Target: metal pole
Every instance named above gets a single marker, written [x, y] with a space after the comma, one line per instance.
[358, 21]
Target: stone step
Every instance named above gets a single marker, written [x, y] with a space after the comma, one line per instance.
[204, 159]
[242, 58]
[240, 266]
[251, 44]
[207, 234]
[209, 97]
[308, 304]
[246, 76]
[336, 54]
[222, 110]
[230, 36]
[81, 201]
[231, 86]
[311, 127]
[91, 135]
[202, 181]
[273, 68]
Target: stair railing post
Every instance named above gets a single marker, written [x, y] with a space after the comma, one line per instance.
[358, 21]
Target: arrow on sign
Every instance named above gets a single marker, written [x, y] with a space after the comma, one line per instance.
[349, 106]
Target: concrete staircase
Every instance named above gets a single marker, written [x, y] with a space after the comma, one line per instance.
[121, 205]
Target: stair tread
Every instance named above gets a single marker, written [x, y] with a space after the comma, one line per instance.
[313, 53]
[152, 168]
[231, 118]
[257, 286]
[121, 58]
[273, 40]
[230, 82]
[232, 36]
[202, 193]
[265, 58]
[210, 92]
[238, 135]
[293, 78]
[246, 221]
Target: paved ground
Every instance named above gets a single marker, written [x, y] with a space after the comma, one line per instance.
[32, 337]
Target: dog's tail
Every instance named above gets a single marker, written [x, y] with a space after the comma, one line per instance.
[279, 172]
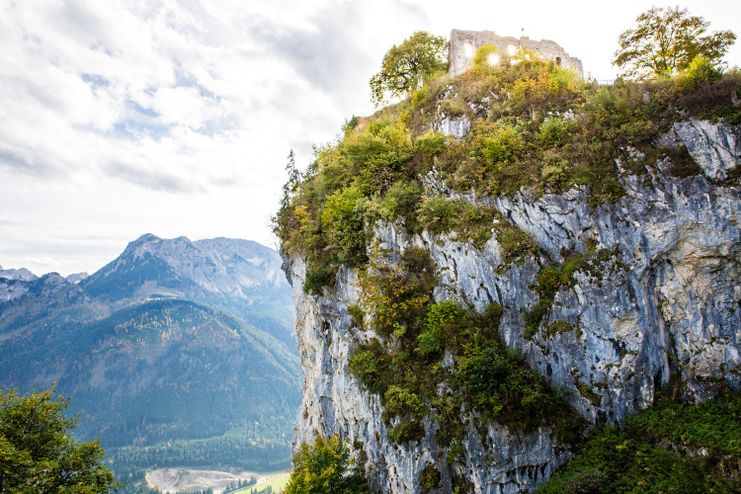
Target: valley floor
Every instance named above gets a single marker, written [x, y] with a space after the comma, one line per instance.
[173, 480]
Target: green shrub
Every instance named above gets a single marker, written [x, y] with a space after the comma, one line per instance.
[515, 244]
[429, 479]
[483, 55]
[380, 153]
[398, 294]
[369, 364]
[504, 145]
[318, 276]
[554, 132]
[701, 70]
[429, 343]
[431, 144]
[470, 222]
[342, 222]
[409, 408]
[437, 214]
[357, 314]
[657, 451]
[400, 201]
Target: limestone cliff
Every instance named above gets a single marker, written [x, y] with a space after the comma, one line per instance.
[665, 304]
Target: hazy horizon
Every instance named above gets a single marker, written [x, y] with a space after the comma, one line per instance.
[177, 119]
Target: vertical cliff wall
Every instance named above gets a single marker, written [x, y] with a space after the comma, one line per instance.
[663, 303]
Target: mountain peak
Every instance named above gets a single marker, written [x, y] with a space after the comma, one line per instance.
[147, 237]
[21, 274]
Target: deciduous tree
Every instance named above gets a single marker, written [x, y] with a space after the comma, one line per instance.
[665, 41]
[407, 66]
[38, 454]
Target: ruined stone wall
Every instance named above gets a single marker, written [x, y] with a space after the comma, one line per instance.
[463, 45]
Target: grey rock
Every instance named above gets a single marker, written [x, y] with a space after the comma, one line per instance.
[716, 147]
[665, 303]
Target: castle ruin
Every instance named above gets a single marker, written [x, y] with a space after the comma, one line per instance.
[463, 46]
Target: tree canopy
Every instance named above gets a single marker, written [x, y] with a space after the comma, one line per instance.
[666, 40]
[325, 468]
[37, 453]
[407, 66]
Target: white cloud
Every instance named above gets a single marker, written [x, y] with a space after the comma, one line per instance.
[175, 117]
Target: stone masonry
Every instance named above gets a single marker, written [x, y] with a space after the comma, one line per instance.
[463, 46]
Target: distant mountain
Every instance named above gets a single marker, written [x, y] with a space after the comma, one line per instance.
[173, 340]
[76, 277]
[237, 276]
[17, 274]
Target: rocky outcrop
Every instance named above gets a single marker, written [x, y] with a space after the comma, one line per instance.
[663, 303]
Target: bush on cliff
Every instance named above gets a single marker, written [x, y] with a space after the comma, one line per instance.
[671, 448]
[323, 467]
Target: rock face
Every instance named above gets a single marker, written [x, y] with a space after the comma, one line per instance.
[665, 304]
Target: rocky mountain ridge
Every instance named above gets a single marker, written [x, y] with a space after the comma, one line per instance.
[172, 340]
[660, 306]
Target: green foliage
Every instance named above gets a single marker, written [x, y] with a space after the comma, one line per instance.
[342, 222]
[400, 201]
[470, 223]
[368, 363]
[550, 280]
[534, 126]
[488, 379]
[515, 244]
[398, 294]
[408, 409]
[429, 479]
[357, 314]
[658, 451]
[37, 452]
[431, 143]
[407, 66]
[325, 467]
[499, 147]
[700, 71]
[485, 55]
[666, 40]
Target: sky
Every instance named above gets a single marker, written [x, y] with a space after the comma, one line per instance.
[120, 118]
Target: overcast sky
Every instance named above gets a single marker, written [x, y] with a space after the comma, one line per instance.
[175, 117]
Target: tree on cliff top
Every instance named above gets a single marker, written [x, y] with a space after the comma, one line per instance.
[665, 41]
[409, 65]
[37, 453]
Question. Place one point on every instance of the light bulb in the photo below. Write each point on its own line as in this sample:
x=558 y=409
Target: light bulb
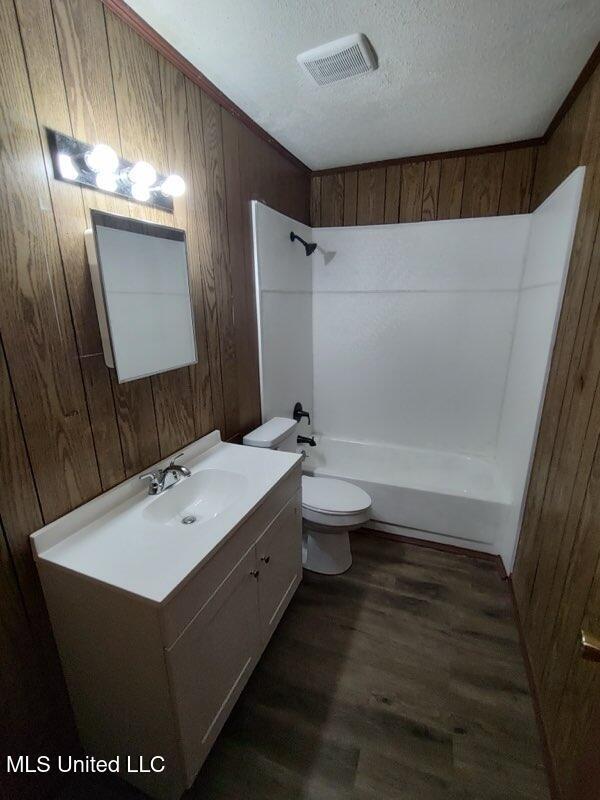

_Problem to solve:_ How many lines in the entries above contain the string "mountain"? Case must match. Reply with the number alone.

_Output:_ 3